◆ **What the exercise asks**: In the lines from the line containing "Thank you for the photo. Please point out the laptop" through the last line, rename "record a point" to "mark a spot" and give those lines back with nothing else changed.
═══ Material shown
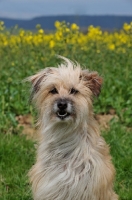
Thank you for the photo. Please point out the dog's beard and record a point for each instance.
(63, 109)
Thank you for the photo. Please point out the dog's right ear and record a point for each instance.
(37, 79)
(93, 81)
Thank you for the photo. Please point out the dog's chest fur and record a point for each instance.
(70, 168)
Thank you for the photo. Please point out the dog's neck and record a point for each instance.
(65, 134)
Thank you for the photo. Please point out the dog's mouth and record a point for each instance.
(62, 114)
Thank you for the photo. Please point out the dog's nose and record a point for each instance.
(62, 104)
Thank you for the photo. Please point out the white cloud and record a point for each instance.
(28, 9)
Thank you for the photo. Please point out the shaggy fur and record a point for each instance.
(73, 161)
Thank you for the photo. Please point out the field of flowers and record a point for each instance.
(23, 53)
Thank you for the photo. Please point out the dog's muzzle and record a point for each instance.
(63, 108)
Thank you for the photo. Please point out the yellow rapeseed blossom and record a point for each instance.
(127, 27)
(52, 44)
(74, 27)
(68, 36)
(41, 31)
(57, 24)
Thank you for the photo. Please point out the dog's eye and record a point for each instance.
(54, 91)
(73, 91)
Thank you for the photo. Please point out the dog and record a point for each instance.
(73, 160)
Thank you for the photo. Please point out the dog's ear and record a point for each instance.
(93, 81)
(36, 80)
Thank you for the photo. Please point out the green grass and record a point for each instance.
(16, 158)
(17, 153)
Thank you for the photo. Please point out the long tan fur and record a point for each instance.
(73, 161)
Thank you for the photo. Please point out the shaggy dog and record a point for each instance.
(73, 161)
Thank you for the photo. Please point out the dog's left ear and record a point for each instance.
(93, 81)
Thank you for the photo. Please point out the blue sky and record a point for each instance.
(26, 9)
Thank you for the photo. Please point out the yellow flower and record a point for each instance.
(52, 44)
(74, 27)
(126, 27)
(111, 46)
(41, 31)
(57, 24)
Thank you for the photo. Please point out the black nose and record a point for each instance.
(62, 104)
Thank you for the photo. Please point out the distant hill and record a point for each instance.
(47, 22)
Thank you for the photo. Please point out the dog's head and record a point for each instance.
(64, 94)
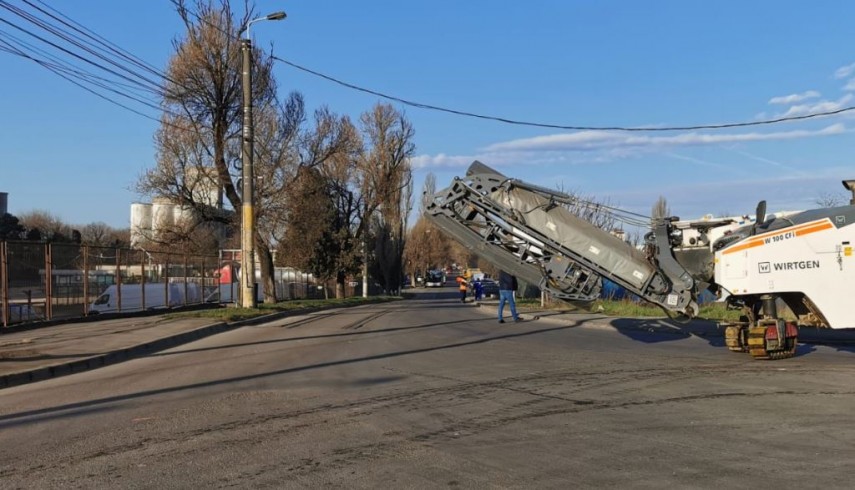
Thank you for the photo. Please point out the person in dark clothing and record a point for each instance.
(461, 281)
(507, 286)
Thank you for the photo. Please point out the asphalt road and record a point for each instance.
(430, 393)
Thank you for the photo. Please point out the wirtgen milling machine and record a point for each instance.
(803, 260)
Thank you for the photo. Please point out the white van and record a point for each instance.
(157, 295)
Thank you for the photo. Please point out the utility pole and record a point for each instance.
(247, 232)
(249, 293)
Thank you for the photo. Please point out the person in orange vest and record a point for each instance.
(461, 281)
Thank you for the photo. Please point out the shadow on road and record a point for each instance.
(34, 416)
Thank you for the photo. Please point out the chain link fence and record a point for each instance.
(51, 281)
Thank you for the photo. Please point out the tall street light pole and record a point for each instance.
(249, 297)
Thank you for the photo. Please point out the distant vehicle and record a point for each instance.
(435, 279)
(156, 296)
(490, 288)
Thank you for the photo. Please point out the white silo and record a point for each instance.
(162, 215)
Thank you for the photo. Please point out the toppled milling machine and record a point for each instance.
(801, 260)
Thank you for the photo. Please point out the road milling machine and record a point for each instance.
(801, 261)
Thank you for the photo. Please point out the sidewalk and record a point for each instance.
(41, 353)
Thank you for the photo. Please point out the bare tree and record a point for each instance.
(199, 139)
(830, 200)
(387, 186)
(43, 225)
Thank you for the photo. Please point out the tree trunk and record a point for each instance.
(265, 259)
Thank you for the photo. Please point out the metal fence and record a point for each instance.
(53, 281)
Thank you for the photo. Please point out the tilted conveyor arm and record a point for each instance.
(522, 229)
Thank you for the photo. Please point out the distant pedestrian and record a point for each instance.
(507, 286)
(461, 281)
(479, 289)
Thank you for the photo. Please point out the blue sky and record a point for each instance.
(585, 63)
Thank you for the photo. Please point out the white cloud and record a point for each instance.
(793, 98)
(597, 140)
(821, 106)
(440, 160)
(844, 71)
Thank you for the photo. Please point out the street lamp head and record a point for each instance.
(274, 16)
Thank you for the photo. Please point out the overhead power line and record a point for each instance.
(458, 112)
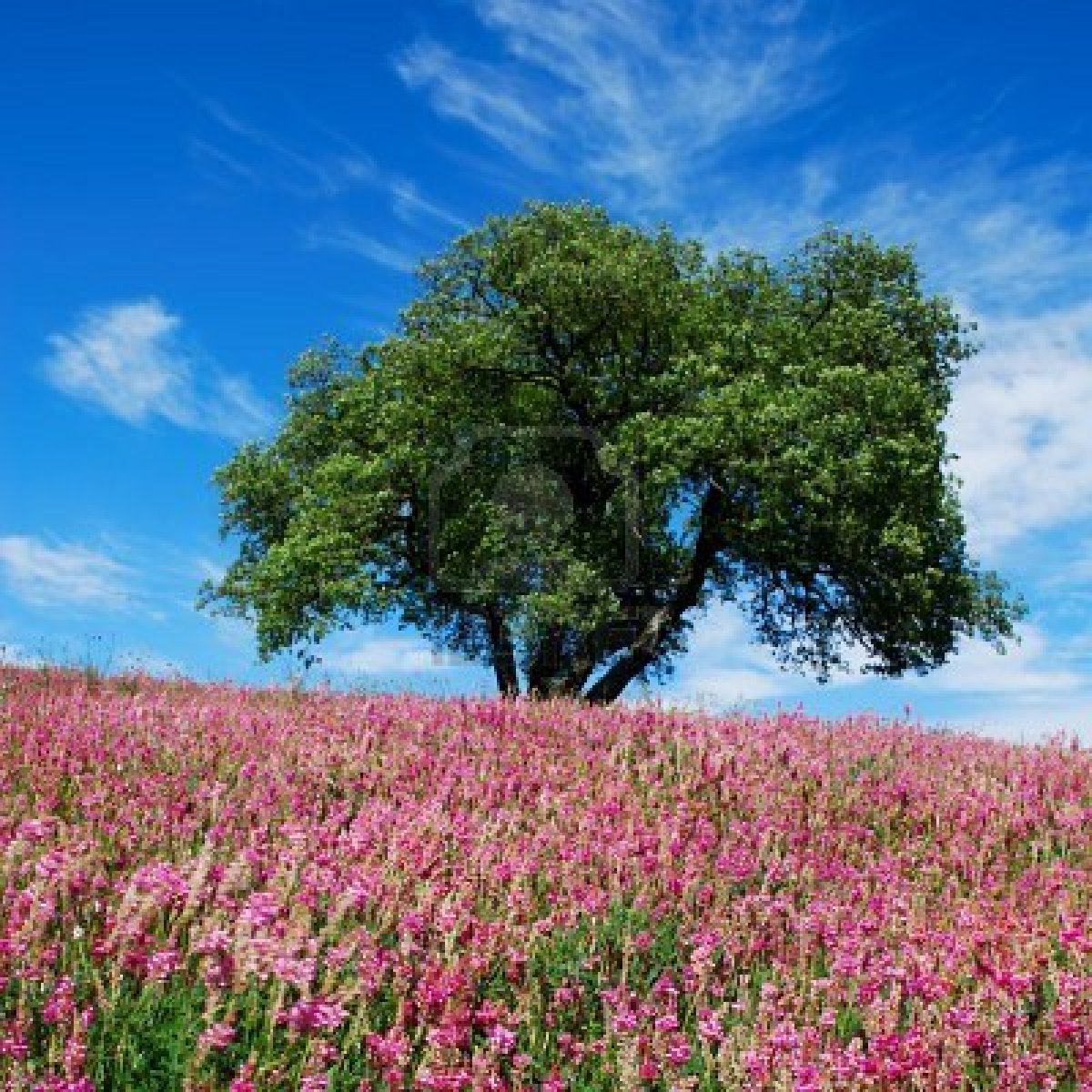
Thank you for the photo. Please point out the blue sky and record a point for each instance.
(194, 194)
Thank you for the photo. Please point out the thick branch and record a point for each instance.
(503, 653)
(645, 648)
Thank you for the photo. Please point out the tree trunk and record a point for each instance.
(503, 654)
(645, 647)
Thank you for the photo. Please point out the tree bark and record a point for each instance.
(645, 647)
(503, 654)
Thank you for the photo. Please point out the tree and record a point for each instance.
(583, 432)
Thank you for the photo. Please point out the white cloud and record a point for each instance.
(129, 359)
(1019, 425)
(724, 666)
(388, 655)
(1029, 671)
(15, 655)
(344, 238)
(634, 96)
(326, 175)
(63, 576)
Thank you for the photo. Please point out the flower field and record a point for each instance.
(217, 888)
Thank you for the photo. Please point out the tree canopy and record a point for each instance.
(583, 432)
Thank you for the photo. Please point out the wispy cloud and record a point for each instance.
(634, 96)
(65, 574)
(1020, 426)
(388, 655)
(130, 360)
(355, 241)
(1027, 671)
(724, 666)
(328, 172)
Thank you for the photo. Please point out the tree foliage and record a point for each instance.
(583, 432)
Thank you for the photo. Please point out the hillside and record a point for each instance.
(207, 887)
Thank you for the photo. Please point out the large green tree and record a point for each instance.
(583, 432)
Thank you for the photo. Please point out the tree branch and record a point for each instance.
(644, 649)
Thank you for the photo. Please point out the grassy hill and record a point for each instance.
(206, 887)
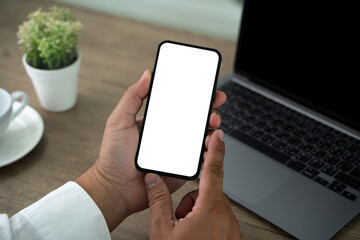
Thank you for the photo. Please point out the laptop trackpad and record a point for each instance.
(250, 176)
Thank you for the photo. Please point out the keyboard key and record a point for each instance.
(287, 127)
(337, 186)
(349, 195)
(350, 157)
(345, 166)
(256, 133)
(291, 151)
(283, 135)
(356, 172)
(337, 151)
(352, 147)
(316, 163)
(321, 181)
(261, 147)
(338, 141)
(271, 130)
(329, 170)
(267, 139)
(352, 182)
(279, 145)
(306, 147)
(296, 165)
(310, 172)
(324, 145)
(311, 139)
(318, 153)
(294, 141)
(304, 157)
(298, 133)
(331, 159)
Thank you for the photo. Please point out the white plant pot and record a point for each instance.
(56, 89)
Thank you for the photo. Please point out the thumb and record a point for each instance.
(161, 211)
(132, 100)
══════
◆ **Solution below**:
Thank you for the photo. Please point out the laptop trackpad and mark a spot for each instance.
(250, 176)
Thank you for the photo. Please point out the keyboard key and mark a spot for each instance.
(287, 127)
(337, 186)
(349, 195)
(350, 157)
(345, 166)
(256, 133)
(291, 151)
(283, 135)
(356, 172)
(337, 151)
(352, 147)
(316, 163)
(321, 181)
(261, 147)
(338, 141)
(271, 130)
(329, 170)
(267, 139)
(352, 182)
(279, 145)
(306, 147)
(296, 165)
(310, 172)
(324, 145)
(311, 139)
(318, 153)
(294, 141)
(304, 157)
(298, 133)
(331, 159)
Thank you for the photo. Please point out the white plant pot and mark a spot for each instance.
(56, 89)
Thank you for the photo. Please point out the thumb and mark a spot for each instance.
(161, 211)
(132, 100)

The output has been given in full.